>> start GIVEN RECORDS

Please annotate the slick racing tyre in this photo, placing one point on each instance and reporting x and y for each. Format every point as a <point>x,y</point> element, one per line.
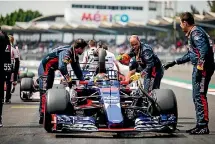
<point>22,75</point>
<point>57,102</point>
<point>166,103</point>
<point>30,74</point>
<point>58,86</point>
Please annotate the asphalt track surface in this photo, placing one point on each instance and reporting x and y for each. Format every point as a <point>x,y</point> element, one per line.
<point>21,126</point>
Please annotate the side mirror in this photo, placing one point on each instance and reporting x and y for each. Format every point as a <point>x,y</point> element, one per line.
<point>83,82</point>
<point>124,82</point>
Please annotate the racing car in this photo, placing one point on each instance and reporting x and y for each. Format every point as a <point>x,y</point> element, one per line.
<point>29,86</point>
<point>105,104</point>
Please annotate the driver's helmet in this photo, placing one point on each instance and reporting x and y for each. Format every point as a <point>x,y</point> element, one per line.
<point>100,77</point>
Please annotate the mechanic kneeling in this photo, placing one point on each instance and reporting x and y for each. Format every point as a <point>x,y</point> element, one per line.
<point>142,59</point>
<point>58,59</point>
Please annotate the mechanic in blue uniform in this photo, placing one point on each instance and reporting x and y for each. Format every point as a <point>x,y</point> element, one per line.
<point>201,55</point>
<point>5,66</point>
<point>58,59</point>
<point>142,59</point>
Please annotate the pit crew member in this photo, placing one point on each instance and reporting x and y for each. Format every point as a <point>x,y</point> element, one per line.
<point>11,78</point>
<point>58,60</point>
<point>201,55</point>
<point>6,63</point>
<point>142,59</point>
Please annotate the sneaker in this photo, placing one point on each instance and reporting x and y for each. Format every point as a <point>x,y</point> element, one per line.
<point>188,131</point>
<point>200,130</point>
<point>8,101</point>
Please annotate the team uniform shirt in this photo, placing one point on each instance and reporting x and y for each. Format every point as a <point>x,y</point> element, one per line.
<point>14,55</point>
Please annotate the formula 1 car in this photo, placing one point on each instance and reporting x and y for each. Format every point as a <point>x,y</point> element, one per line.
<point>30,85</point>
<point>105,104</point>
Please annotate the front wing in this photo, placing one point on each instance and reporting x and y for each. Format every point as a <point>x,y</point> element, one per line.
<point>65,123</point>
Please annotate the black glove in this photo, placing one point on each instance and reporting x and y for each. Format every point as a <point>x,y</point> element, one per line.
<point>169,64</point>
<point>70,84</point>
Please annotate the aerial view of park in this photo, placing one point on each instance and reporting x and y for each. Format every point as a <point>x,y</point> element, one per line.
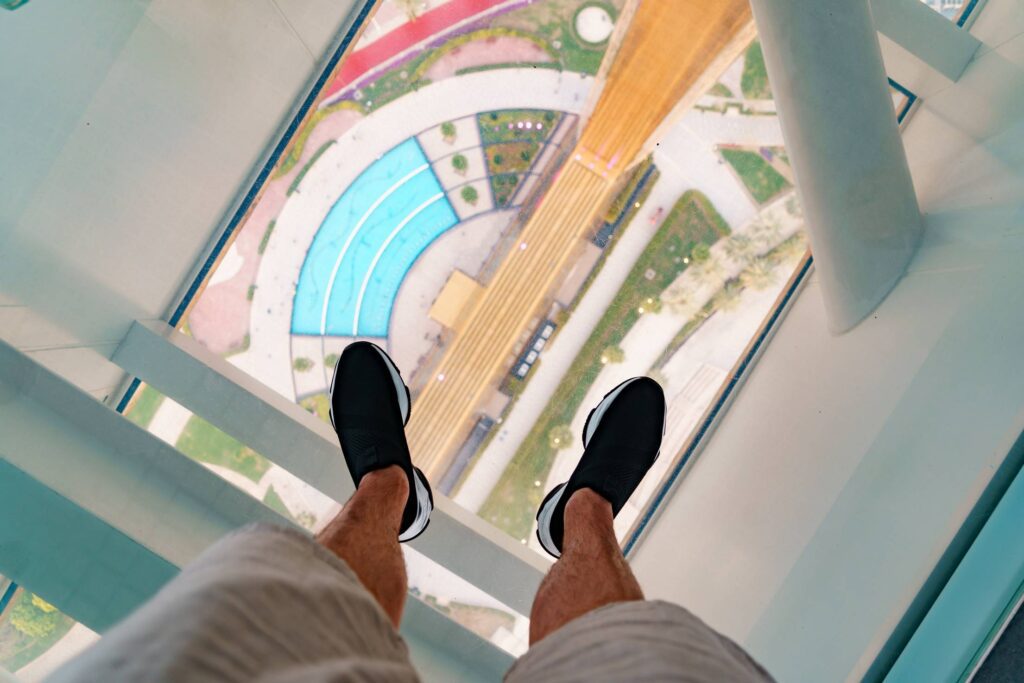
<point>523,203</point>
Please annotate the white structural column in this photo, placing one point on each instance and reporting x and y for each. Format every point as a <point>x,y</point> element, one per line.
<point>825,69</point>
<point>182,370</point>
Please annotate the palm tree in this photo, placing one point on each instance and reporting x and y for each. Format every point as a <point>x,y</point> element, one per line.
<point>759,274</point>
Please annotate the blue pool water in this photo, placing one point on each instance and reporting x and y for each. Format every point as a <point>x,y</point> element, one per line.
<point>368,243</point>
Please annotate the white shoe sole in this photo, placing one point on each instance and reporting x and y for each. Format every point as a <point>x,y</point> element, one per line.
<point>548,507</point>
<point>424,505</point>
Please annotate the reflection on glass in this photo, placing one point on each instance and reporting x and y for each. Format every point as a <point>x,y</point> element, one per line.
<point>948,8</point>
<point>230,460</point>
<point>408,188</point>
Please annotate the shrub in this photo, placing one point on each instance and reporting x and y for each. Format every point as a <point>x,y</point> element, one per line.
<point>34,616</point>
<point>612,354</point>
<point>560,437</point>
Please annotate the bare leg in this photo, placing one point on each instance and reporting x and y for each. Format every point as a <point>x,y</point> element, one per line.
<point>366,535</point>
<point>591,572</point>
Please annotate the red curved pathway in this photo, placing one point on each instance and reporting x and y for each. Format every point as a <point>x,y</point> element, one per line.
<point>400,39</point>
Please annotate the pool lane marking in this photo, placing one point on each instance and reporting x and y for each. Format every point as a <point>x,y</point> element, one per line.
<point>380,253</point>
<point>351,237</point>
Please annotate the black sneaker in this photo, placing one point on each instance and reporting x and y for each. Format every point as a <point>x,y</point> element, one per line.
<point>622,439</point>
<point>370,407</point>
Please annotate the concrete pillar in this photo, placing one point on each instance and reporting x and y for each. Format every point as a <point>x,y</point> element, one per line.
<point>825,69</point>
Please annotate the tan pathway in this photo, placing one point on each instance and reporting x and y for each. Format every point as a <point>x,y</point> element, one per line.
<point>667,50</point>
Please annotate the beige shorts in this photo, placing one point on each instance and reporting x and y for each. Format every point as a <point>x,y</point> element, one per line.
<point>269,604</point>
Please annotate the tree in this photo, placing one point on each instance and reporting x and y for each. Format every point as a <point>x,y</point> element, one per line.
<point>700,253</point>
<point>449,132</point>
<point>612,354</point>
<point>560,437</point>
<point>411,7</point>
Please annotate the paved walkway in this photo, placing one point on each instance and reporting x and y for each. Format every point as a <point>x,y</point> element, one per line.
<point>75,641</point>
<point>408,35</point>
<point>685,161</point>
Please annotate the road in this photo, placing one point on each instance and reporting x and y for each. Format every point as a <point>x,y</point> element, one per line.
<point>654,69</point>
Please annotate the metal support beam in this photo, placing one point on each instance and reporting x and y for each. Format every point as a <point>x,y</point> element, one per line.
<point>825,69</point>
<point>923,50</point>
<point>115,512</point>
<point>244,408</point>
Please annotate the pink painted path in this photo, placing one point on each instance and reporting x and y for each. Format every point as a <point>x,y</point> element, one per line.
<point>397,41</point>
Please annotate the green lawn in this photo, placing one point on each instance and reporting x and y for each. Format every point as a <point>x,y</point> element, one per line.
<point>754,82</point>
<point>692,220</point>
<point>495,126</point>
<point>763,181</point>
<point>204,442</point>
<point>144,406</point>
<point>309,164</point>
<point>552,23</point>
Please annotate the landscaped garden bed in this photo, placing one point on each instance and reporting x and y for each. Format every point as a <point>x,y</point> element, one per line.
<point>691,221</point>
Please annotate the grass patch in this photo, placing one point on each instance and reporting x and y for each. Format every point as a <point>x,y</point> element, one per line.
<point>144,406</point>
<point>693,220</point>
<point>754,82</point>
<point>299,141</point>
<point>305,169</point>
<point>201,440</point>
<point>318,404</point>
<point>763,181</point>
<point>516,125</point>
<point>272,500</point>
<point>510,157</point>
<point>552,23</point>
<point>720,90</point>
<point>509,65</point>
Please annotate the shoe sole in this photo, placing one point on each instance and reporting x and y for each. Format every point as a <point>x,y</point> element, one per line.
<point>550,503</point>
<point>424,497</point>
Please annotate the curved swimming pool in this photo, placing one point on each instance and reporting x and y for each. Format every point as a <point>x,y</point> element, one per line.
<point>369,241</point>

>> end GIVEN RECORDS

Quote only the lines from the line containing "Please annotate the shoe" through the end of the listing, please, keeping both the first and the last line.

Please annotate the shoe sole in this photo, placing one point on each instance and reporting x and y for each. Format every point as a <point>x,y</point> element, one per line.
<point>550,503</point>
<point>424,497</point>
Please annotate the curved swimming pool in this photo, placing one point on each instance and reporting x and y for each. Format every point as a <point>x,y</point> element, one per line.
<point>369,241</point>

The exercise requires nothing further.